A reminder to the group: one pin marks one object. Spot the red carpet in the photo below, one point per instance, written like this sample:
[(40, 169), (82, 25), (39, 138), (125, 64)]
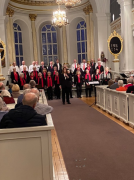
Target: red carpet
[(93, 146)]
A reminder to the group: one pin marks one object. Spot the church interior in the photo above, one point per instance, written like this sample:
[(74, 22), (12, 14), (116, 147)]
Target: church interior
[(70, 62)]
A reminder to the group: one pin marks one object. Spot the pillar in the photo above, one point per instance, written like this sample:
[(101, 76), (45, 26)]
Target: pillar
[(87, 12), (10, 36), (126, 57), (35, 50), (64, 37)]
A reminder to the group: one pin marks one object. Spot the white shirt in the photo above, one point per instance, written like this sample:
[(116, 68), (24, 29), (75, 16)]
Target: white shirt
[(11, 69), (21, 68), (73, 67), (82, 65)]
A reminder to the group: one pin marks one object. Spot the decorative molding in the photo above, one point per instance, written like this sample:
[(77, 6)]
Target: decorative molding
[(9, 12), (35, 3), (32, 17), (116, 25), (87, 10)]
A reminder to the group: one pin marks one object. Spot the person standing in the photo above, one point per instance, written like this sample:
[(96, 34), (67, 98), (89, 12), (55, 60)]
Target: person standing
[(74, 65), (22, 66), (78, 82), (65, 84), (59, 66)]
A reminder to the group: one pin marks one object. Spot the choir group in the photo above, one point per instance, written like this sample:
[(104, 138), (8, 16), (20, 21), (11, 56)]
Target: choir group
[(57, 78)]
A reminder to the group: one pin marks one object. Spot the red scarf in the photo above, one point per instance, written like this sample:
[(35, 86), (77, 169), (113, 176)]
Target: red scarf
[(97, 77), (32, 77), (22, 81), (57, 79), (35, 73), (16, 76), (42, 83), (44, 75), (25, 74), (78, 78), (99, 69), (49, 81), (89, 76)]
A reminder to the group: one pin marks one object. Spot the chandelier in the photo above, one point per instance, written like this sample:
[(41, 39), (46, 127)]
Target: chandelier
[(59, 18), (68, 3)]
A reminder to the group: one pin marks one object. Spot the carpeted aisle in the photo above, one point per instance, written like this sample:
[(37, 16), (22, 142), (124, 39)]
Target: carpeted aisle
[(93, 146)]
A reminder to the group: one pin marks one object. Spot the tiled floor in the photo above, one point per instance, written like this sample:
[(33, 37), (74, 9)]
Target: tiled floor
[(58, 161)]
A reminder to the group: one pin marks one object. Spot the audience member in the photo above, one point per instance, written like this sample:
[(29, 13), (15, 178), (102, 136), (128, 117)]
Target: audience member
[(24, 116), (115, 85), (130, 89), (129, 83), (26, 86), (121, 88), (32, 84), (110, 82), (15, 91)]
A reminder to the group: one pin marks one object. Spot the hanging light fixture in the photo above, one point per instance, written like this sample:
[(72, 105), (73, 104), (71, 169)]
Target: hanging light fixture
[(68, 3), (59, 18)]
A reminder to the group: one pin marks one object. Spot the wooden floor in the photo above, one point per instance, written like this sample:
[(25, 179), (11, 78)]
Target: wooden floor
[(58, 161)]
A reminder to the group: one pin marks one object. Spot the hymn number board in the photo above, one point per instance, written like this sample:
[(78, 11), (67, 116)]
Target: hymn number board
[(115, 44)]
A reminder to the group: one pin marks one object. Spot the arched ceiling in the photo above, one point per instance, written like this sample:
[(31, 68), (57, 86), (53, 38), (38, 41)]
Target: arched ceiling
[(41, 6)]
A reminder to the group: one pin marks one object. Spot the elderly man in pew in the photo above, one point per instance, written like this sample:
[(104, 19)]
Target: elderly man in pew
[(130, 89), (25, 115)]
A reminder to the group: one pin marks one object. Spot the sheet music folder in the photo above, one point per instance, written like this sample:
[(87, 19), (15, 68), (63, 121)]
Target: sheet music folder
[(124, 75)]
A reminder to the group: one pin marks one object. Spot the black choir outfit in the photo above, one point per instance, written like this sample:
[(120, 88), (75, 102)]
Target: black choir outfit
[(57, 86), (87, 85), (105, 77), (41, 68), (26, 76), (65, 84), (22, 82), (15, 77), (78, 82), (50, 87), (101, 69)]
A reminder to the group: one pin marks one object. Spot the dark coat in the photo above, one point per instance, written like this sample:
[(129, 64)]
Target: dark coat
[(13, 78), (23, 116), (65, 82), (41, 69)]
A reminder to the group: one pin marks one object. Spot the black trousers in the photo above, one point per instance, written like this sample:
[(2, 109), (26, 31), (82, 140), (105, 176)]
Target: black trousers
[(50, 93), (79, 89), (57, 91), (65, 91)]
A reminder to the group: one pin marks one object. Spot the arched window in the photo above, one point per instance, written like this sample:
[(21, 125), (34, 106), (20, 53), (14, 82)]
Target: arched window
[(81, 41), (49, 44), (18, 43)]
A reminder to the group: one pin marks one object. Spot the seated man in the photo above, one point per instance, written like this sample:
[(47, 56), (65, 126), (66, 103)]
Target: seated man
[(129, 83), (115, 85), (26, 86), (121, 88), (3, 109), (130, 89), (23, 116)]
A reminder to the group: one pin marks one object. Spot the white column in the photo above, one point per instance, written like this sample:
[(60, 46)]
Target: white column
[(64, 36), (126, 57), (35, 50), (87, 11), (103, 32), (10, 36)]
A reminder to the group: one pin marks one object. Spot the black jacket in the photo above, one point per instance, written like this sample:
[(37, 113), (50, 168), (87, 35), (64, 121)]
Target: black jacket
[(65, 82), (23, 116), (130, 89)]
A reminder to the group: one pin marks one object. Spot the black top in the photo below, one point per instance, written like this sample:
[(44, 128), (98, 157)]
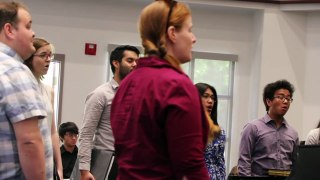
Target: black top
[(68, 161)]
• • •
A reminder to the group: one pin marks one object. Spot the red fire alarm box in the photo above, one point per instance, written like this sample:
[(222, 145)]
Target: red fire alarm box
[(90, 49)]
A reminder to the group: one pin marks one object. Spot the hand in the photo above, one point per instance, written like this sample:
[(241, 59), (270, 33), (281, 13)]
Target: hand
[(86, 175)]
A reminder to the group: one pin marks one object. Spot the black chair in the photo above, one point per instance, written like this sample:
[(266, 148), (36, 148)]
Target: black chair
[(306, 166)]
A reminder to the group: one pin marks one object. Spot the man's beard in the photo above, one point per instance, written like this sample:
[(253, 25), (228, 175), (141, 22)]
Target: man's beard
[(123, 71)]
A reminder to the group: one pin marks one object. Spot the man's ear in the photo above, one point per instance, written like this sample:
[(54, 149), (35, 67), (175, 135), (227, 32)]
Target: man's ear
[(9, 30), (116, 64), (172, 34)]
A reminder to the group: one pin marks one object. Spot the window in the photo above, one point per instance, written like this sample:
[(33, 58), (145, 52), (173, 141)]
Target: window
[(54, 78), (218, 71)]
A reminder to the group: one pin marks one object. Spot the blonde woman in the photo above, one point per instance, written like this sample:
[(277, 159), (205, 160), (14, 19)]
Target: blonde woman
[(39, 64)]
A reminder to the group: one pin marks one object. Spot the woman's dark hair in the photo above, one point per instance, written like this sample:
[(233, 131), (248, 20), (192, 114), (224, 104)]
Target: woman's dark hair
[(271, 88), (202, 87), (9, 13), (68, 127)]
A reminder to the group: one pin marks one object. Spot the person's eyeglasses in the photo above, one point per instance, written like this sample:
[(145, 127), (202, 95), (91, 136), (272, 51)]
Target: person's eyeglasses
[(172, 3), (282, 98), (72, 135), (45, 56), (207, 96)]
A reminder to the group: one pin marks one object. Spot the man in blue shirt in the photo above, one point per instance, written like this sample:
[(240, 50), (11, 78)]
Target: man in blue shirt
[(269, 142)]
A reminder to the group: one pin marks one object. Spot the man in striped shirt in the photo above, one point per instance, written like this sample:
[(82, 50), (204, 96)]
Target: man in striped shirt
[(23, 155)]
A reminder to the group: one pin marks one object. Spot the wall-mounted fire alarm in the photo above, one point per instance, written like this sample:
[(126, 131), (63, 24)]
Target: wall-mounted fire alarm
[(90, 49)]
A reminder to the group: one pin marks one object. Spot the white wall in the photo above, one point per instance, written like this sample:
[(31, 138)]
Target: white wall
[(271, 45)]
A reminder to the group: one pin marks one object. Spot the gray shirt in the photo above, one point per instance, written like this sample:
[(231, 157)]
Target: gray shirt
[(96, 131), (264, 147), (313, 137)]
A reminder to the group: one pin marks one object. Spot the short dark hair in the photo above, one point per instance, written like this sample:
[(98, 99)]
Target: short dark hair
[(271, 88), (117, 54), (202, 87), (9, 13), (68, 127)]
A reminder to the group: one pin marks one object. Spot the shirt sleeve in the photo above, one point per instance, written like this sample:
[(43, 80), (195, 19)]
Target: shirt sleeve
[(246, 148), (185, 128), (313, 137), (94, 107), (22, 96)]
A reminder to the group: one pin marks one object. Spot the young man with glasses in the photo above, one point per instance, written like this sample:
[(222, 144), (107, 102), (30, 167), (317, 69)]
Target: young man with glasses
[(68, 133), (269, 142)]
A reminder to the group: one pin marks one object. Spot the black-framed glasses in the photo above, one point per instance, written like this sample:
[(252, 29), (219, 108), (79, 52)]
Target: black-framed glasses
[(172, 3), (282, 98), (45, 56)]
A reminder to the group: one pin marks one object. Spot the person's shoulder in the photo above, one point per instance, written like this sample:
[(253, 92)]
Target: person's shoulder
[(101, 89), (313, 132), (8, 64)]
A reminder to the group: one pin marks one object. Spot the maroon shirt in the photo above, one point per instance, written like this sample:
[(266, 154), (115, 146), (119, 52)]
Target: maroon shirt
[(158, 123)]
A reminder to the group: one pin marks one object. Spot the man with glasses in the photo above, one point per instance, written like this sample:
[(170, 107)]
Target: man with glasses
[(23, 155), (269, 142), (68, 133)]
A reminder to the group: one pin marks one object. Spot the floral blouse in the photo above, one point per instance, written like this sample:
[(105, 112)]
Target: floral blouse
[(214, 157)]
• • •
-- Work item --
I'd like the lines above from the one with "Spot the decorative" up to and including the one with "[(29, 13), (15, 178), (102, 136), (128, 117)]" copied exactly, with no other lines.

-- Expected answer --
A reminder to the group: one pin marks one object. Spot the decorative molding in the photo above, one point per instance, written like this sample:
[(77, 6)]
Target: decorative molding
[(9, 12), (35, 3), (32, 17), (116, 25), (87, 10)]
A reminder to the group: one pin marks one object. Spot the person standing in the photo above, one point per instance, written like this sample:
[(96, 34), (67, 98), (89, 12), (55, 60)]
Target: person standing
[(74, 65), (22, 66), (78, 82), (65, 84), (59, 66)]
A reminder to the group: one pin marks one object. Spot the choir group in the photo above, one point per instance, written like this sample:
[(104, 138), (8, 16), (20, 21), (11, 56)]
Target: choir group
[(57, 78)]
A reminder to the group: one pin marks one object. Spot the red scarf in the photo above, one point per instance, written like this sample:
[(35, 86), (77, 169), (113, 176)]
Target: red scarf
[(97, 77), (32, 77), (22, 81), (57, 79), (35, 73), (16, 76), (42, 83), (44, 75), (25, 74), (78, 78), (99, 69), (49, 81), (89, 76)]
A reminder to the group: one pin marks one object. Spot the chandelier in the photo above, one point per instance, written like this sample:
[(41, 39), (46, 127)]
Target: chandelier
[(59, 18), (68, 3)]
A reminder to the group: one pin marks one object. Spot the carpeted aisle in the photo above, one point per instance, written like this sample:
[(37, 16), (22, 142), (124, 39)]
Target: carpeted aisle
[(93, 146)]
A reminder to the group: one pin marks one object. Spot the tiled floor in the photo above, one point per instance, written like this sample:
[(33, 37), (74, 9)]
Target: tiled floor
[(58, 161)]
A reminder to the group: one pin marks one object. Spot the audience member in the photo above, one point per instance, written like this sample:
[(29, 13), (15, 178), (102, 136), (128, 117)]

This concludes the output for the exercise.